- [Passage to read]
···
10th February 2020, Punta Del Diablo, Uruguay
(excerpt from journal)
The suffering of depression can’t be fully described to anyone who hasn’t experienced it firsthand.
Depression is:
Inexplicable feeling that nothing good will ever happen to you again
Lack of possibility to feel happiness
Panic attacks when you feel the greatest terror you can imagine, multiplied by 100x, and the feeling that “it will remain like this forever”
Detachment from reality, moments when you don’t know if you’re dreaming, this is for real, or it’s a nightmare that you’re trying to wake up from
Sitting at home all day, sleeping half of the time
Addictions raising in force
Lying to everyone around you, especially yourself
Loss of pleasure in doing all the things that used to bring you joy
Recommended soundtrack: Mathame - Nothing Around Us
Loneliness
No hope that things will ever be different
Growing guilt for who you are becoming
Shame
Despair and hurting your closest ones
Total loss of self-esteem
Attempt to cheat every day so that you don’t have to do anything, lying about plans, eternal procrastination of tasks which pile up causing even greater anxiety
Guilt
Self-hatred
Losing precious moments, moments that will never happen again to sadness
Drugs, alcohol, parties in search of temporary happiness, even if it’s pharmacological
Path towards addiction
Screwing up at work
Impossibility to tell your close ones how you are doing
Lying to yourself
Dirty house
Health problems, weight gain, loss of fitness
No desire for sex
Inability to feel love
Indifference to the love of others
Hurting yourself and others
Feeling of being a passenger on your life train
Loss of some relationships, deterioration of all
Galloping thoughts, an ever growing spiral of negative scenarios
Inability to enjoy the “little pleasures” in life
Urge to run away
Something you don’t want to admit to yourself
Something you notice way too late, downplay at the beginning
Something you are ashamed of in front of your friends
Inability to talk about what’s wrong with your relatives / friends / etc. Nobody understands it, you are given advice which is more or less like Depression Bingo meme - “go for a run”
···
- [Given information]
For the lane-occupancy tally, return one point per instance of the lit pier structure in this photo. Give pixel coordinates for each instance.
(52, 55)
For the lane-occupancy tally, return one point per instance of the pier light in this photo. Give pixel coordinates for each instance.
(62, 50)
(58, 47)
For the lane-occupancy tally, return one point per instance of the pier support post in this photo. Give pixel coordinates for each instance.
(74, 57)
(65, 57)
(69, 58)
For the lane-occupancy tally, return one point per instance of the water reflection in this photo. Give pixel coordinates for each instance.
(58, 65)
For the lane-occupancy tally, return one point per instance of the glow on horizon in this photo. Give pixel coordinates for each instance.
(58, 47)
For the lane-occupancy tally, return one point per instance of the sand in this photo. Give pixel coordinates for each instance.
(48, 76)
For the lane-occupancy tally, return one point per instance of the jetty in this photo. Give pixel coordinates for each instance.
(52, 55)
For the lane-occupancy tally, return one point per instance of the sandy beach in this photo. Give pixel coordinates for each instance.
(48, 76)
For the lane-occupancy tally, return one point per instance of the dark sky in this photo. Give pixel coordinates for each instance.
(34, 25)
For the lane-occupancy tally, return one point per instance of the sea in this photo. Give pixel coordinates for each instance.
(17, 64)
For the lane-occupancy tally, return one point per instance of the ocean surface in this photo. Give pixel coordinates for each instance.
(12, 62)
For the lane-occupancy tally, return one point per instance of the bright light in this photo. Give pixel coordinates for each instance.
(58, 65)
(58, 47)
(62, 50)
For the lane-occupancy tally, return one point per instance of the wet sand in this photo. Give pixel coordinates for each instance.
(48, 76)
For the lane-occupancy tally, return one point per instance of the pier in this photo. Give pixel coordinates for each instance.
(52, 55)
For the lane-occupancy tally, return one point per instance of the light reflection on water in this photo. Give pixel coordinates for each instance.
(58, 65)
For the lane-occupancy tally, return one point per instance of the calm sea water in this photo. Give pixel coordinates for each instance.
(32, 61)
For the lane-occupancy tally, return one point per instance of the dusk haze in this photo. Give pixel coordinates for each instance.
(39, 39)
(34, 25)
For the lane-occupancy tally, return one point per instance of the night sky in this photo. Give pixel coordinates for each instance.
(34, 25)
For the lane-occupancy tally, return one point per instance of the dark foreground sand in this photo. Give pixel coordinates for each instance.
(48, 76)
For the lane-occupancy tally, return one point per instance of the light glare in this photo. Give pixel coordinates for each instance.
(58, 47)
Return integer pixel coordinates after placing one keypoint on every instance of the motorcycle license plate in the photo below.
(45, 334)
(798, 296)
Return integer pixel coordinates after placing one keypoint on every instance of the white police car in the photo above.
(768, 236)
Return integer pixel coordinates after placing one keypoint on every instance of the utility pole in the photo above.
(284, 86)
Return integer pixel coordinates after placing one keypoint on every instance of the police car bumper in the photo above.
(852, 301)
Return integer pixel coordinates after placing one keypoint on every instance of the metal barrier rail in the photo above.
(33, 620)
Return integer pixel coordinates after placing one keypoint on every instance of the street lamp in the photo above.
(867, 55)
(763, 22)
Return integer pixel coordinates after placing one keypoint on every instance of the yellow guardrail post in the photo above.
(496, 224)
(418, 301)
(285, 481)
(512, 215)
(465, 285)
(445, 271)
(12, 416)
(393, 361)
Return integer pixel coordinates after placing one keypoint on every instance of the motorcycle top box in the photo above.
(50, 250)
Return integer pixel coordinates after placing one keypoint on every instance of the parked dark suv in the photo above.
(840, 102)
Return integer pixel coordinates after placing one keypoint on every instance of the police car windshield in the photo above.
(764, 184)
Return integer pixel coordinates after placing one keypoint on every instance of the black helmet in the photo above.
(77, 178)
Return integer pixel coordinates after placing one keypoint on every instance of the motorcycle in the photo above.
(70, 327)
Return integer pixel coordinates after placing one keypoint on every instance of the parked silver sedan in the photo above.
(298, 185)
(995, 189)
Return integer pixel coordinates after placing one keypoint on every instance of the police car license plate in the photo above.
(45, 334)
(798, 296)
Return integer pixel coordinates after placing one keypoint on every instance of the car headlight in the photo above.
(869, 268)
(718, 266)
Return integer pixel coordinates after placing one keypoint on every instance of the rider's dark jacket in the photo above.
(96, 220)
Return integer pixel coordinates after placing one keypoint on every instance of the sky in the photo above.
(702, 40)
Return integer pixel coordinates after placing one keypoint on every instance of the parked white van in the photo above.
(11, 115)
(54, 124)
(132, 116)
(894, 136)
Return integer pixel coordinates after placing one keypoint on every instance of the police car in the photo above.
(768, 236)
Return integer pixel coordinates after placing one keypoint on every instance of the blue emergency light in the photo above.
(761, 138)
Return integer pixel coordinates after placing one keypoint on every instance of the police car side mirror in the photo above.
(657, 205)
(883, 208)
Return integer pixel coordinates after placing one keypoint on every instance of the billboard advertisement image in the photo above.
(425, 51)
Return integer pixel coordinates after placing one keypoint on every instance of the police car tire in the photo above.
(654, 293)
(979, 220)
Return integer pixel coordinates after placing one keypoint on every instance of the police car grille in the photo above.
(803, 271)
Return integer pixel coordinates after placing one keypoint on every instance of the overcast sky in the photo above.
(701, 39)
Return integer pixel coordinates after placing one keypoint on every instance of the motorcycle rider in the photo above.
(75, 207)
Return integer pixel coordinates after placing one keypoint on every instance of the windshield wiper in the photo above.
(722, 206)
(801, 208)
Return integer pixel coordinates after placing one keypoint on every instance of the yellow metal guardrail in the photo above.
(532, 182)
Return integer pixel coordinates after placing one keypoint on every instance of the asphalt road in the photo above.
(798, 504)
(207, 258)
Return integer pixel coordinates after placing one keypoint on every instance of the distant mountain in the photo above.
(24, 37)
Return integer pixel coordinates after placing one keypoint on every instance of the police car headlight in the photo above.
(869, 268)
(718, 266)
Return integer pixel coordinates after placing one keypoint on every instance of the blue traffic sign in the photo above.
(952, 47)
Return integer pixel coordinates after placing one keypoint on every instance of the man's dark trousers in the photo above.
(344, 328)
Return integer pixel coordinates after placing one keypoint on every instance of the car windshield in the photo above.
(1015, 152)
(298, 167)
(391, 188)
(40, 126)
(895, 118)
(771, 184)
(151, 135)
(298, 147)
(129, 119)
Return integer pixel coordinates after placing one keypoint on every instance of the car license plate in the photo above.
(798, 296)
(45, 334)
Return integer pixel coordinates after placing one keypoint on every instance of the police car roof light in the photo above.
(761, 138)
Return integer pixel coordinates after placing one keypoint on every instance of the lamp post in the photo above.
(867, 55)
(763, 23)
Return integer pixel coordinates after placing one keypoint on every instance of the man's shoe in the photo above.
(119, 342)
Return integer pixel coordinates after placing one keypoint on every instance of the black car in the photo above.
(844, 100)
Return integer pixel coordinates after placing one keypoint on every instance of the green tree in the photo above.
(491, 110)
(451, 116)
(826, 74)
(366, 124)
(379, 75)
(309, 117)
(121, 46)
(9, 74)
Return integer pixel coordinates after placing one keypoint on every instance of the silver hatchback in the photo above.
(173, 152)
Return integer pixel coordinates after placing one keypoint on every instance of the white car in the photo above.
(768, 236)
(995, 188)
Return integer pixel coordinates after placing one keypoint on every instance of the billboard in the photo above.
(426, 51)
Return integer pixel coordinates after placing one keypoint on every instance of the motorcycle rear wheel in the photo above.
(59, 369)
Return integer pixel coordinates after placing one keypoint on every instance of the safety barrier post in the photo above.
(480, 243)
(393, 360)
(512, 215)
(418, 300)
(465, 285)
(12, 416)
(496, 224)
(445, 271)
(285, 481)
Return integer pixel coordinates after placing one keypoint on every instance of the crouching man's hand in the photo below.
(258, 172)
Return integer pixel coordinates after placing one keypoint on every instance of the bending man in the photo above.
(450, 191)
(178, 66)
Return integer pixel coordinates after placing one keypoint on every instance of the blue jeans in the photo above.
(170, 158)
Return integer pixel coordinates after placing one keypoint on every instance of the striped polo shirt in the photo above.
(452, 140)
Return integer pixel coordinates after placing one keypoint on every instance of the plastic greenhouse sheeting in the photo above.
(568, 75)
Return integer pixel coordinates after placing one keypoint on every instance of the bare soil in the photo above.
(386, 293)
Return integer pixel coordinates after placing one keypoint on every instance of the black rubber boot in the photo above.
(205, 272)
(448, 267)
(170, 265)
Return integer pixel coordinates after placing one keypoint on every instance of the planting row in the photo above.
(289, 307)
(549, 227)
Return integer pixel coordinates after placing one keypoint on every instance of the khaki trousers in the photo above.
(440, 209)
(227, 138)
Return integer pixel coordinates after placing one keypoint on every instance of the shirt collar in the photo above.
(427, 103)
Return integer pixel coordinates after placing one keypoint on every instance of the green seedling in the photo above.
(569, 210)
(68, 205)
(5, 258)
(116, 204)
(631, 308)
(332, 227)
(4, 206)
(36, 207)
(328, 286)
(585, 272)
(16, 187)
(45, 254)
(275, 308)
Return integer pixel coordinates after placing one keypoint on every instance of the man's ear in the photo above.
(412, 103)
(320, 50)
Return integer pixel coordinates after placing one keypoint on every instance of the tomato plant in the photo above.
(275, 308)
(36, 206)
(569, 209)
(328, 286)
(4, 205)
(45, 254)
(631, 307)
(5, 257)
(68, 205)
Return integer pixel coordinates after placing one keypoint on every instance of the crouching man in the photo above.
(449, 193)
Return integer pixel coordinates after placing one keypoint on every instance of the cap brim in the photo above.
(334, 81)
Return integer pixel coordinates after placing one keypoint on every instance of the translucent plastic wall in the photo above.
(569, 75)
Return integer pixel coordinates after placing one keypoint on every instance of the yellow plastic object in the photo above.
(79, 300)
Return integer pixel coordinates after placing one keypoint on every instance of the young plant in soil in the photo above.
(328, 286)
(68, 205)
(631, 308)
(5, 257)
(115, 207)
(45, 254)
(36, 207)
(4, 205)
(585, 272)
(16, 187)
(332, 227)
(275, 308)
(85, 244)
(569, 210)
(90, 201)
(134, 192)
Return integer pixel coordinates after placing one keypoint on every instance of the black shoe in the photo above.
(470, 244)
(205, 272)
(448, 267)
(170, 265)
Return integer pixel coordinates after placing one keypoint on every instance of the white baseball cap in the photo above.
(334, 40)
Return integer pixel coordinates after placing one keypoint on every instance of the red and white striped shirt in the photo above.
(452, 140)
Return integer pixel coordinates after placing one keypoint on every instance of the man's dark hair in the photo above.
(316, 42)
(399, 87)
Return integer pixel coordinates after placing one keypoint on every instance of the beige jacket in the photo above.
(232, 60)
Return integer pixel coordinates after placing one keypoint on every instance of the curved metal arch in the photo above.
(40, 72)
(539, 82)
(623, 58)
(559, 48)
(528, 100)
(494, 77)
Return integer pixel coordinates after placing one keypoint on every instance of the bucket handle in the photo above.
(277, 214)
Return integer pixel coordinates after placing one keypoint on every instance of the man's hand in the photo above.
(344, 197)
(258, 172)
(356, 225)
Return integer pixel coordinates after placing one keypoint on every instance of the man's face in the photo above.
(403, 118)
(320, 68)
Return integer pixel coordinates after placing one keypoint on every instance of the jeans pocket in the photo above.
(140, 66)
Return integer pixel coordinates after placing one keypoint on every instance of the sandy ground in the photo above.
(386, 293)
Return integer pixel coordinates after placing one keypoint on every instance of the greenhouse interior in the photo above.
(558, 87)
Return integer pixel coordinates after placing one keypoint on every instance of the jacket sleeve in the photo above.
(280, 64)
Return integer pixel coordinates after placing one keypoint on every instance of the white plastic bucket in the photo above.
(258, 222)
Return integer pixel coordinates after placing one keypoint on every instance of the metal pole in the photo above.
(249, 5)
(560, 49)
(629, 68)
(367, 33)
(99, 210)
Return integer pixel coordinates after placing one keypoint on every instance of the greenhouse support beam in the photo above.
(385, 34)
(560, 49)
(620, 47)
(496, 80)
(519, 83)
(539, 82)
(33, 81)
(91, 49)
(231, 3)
···
- [Problems to solve]
A: Answer these from the journal excerpt on depression:
(i) What date and place are given at the top?
(ii) What soundtrack does it recommend?
(iii) What advice is quoted as an example of what people tell you?
B: Output the part of the journal excerpt on depression starting with "10th February 2020, Punta" and going on through "experienced it firsthand.".
C: Pick up the journal excerpt on depression from its last line and keep writing it.

- [Results in order]
A:
(i) 10th February 2020, Punta Del Diablo, Uruguay
(ii) Mathame - Nothing Around Us
(iii) "go for a run"

B:
10th February 2020, Punta Del Diablo, Uruguay
(excerpt from journal)
The suffering of depression can’t be fully described to anyone who hasn’t experienced it firsthand.

C:
Inability to plan
Pain of existence, Weltschmerz
Panic attacks when you act like a madman, and wonder if you aren’t one
Countdown of minutes until you you get back to your apartment, the only oasis where you feel relatively ok
Suicidal thoughts and death appearing as a not-so-stupid solution
Straining your significant other
Powerlessness of your loved one to help you, her despair that she cannot help you in any way
Deterioration of your wife's wellbeing. You know it's happening because of you. You would like to repair yourself, you’re thinking about it, but you feel absolutely powerless to take even the first step towards change
No idea how to take a good first step towards recovery
Combing the Internet in search of a solution, a diagnosis, only to become more confused once again, try some method, give up / no effect, and the feeling of despair & being a failure only deepens.
It helped 10751 people (as those shitty ads say) and not me? What’s wrong with me? I'm a piece of shit -> depression deepens)
Feeling that everyone around you is happy. Jealousy
Feeling that you are ruining other people's good times with your cloudy humor
Waking up in the morning panicked, with ruminating thoughts, recreating scenarios of how everything can go wrong this day, but also in life in general
Fear that it will always be this way
Going to your own bachelor party and not wanting to take part in it, not being able to have fun, ruining the fun of others with your behavior
Resurfacing of the worst of you, all your unwanted qualities, the demons
Mess in the house (Roman’s soup at the peak)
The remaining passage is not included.